### STATED PROBLEM
Extract exactly the range of lines bounded by the line containing "Could you please point out the flooded house" and the final line of the listing, both ends included, and no other lines.

### LISTED ENTRIES
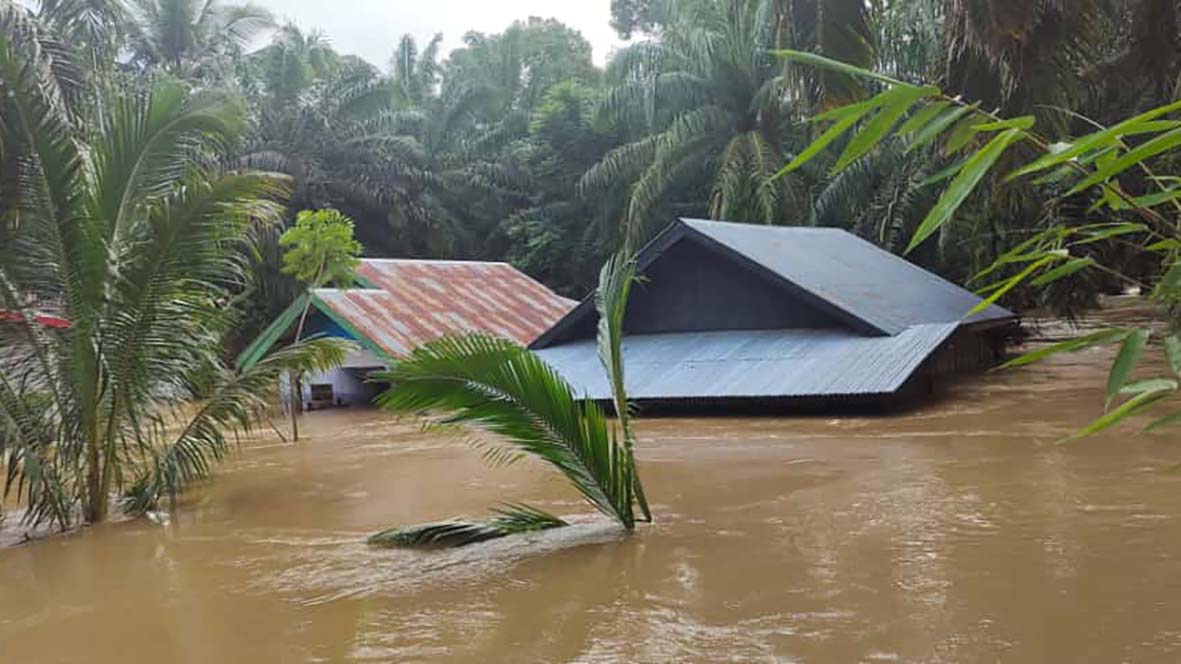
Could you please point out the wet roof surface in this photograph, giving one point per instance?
(873, 285)
(752, 364)
(415, 301)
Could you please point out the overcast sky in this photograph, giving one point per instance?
(371, 28)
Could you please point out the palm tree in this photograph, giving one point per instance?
(501, 389)
(715, 109)
(193, 38)
(128, 229)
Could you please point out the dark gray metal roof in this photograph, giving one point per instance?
(754, 364)
(865, 281)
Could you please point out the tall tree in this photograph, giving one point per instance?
(712, 109)
(128, 229)
(193, 38)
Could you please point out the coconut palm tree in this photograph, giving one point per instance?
(125, 227)
(193, 38)
(507, 391)
(716, 116)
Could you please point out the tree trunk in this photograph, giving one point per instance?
(96, 494)
(297, 405)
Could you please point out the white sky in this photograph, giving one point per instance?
(371, 28)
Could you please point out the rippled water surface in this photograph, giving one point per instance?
(957, 533)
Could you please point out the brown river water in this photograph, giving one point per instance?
(956, 533)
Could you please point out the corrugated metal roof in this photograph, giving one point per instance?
(754, 364)
(863, 280)
(415, 301)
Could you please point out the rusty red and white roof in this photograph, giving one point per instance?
(409, 303)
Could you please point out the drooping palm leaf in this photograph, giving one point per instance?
(498, 386)
(510, 520)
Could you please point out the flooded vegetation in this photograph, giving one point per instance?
(959, 532)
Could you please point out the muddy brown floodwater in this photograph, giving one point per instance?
(957, 533)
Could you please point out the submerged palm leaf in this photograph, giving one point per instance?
(496, 386)
(510, 520)
(128, 229)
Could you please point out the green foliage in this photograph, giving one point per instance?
(1095, 163)
(125, 226)
(320, 248)
(509, 520)
(498, 388)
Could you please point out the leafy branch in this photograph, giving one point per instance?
(919, 116)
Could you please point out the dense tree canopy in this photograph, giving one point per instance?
(516, 147)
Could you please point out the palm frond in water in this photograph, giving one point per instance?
(510, 520)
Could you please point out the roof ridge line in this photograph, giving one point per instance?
(820, 300)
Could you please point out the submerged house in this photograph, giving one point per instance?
(738, 316)
(403, 304)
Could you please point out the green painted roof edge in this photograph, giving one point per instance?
(348, 327)
(259, 347)
(267, 339)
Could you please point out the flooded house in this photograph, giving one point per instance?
(403, 304)
(736, 317)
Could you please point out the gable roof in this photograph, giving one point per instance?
(434, 298)
(409, 303)
(737, 364)
(867, 288)
(860, 278)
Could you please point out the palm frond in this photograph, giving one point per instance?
(611, 300)
(497, 386)
(509, 520)
(233, 407)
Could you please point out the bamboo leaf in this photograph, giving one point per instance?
(1148, 200)
(920, 118)
(1126, 362)
(821, 62)
(896, 101)
(1152, 148)
(1069, 346)
(833, 132)
(1009, 285)
(943, 174)
(1127, 409)
(1149, 385)
(1102, 138)
(974, 170)
(1063, 271)
(1110, 232)
(934, 128)
(960, 136)
(1024, 123)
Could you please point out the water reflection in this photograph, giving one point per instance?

### ANSWER TO THE EXERCISE
Could you please point out the flooded house in this photograph, giving one point per instance?
(403, 304)
(736, 317)
Could you please point out the gable roof in this photograph, giving one point per instance?
(434, 298)
(409, 303)
(737, 364)
(867, 288)
(860, 278)
Could you please point out the palm frond in this photograph, giving one point per instance?
(611, 300)
(497, 386)
(509, 520)
(233, 407)
Could you please point out the bamboo leaf in this photograph, giving one point per instance?
(1148, 200)
(920, 118)
(1126, 362)
(821, 62)
(896, 101)
(1152, 148)
(1069, 346)
(833, 132)
(1009, 285)
(943, 174)
(1127, 409)
(1149, 385)
(1102, 138)
(974, 170)
(1063, 271)
(1110, 232)
(934, 128)
(960, 136)
(1024, 123)
Could you please point out the water reflection in this photograph, giving one point per instance?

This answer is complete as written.